Полное собрание стихотворений (Раевский) - страница 28

Полна душа твоя всегда
Одних прекрасных ощущений,
Ты бурных чувств моих чужда,
Чужда моих суровых мнений.
Прощаешь ты врагам своим,
Я не знаком с сим чувством нежным,
И оскорбителям моим
Плачу отмщеньем неизбежным.

Причина расхождения — не измена возлюбленной, не охлаждение к ней героя, а различие их взглядов на мир, то, что женщина «чужда» устремлениям героя. Вероятно, общность целей и интересов могла бы стать залогом прочной и счастливой любви. Гражданину Рылеева свойственно ожидать и от любимой женщины гражданских чувств.

Стремление к психологизму дает себя знать и в творчестве такого поэта, как Ф. Глинка, несмотря на то, что герой его лирики по-прежнему остался фигурой условной, мифической. Речь идет о библейских стихах Ф. Глинки начала 20-х годов — «Опытах священной, поэзии», с их образом пророка как лирического героя всего цикла. Показательно, что образ этот дан в различных поворотах: грешник, мучимый сознанием своей слабости, несовершенства и одиночества, человек, начинающий постигать истину, обретший надежду, и, наконец, суровый библейский праведник[30], образ которого Глинкой несколько переосмыслен. «Муж, иже не иде на совет нечестивых и на пути грешных не ста», превращается в борца, национального героя — «небесного гражданина»: «Он будет памятен отчизне, Благословит его народ…»

Строки данных:

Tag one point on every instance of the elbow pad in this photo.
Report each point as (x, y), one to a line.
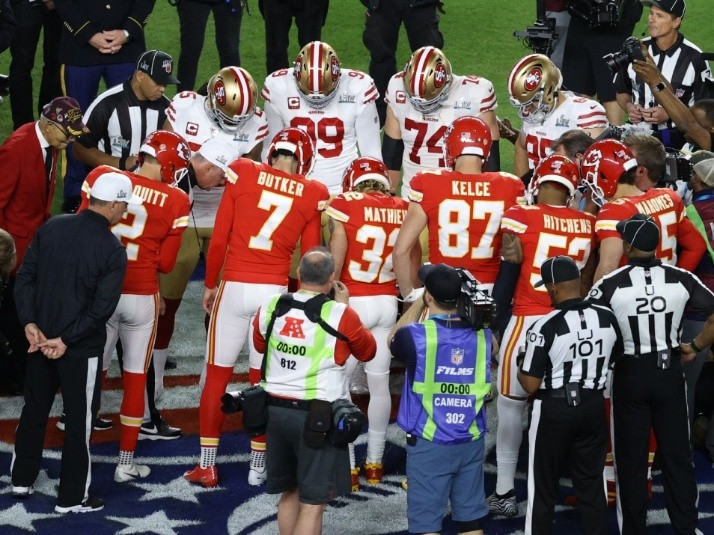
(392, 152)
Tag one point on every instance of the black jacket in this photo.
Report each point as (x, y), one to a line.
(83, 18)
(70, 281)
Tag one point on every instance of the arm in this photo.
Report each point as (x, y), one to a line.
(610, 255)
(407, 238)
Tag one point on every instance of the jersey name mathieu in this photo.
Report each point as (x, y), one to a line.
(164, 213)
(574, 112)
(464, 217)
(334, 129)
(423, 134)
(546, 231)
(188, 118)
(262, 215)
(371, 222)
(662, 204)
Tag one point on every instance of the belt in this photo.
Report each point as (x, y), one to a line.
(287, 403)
* * *
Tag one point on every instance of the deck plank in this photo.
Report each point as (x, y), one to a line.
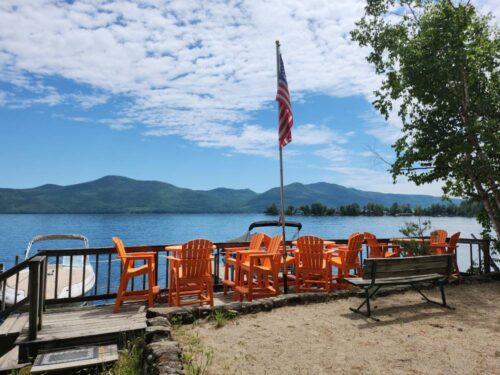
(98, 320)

Задание: Перепишите слово в слово отрывок из фрагмента страницы, который открывается словами «Полное собрание стихотворений» и завершается словами «моих суровых мнений.».

Ответ ниже:
Полное собрание стихотворений (Раевский) - страница 28

Полна душа твоя всегда
Одних прекрасных ощущений,
Ты бурных чувств моих чужда,
Чужда моих суровых мнений.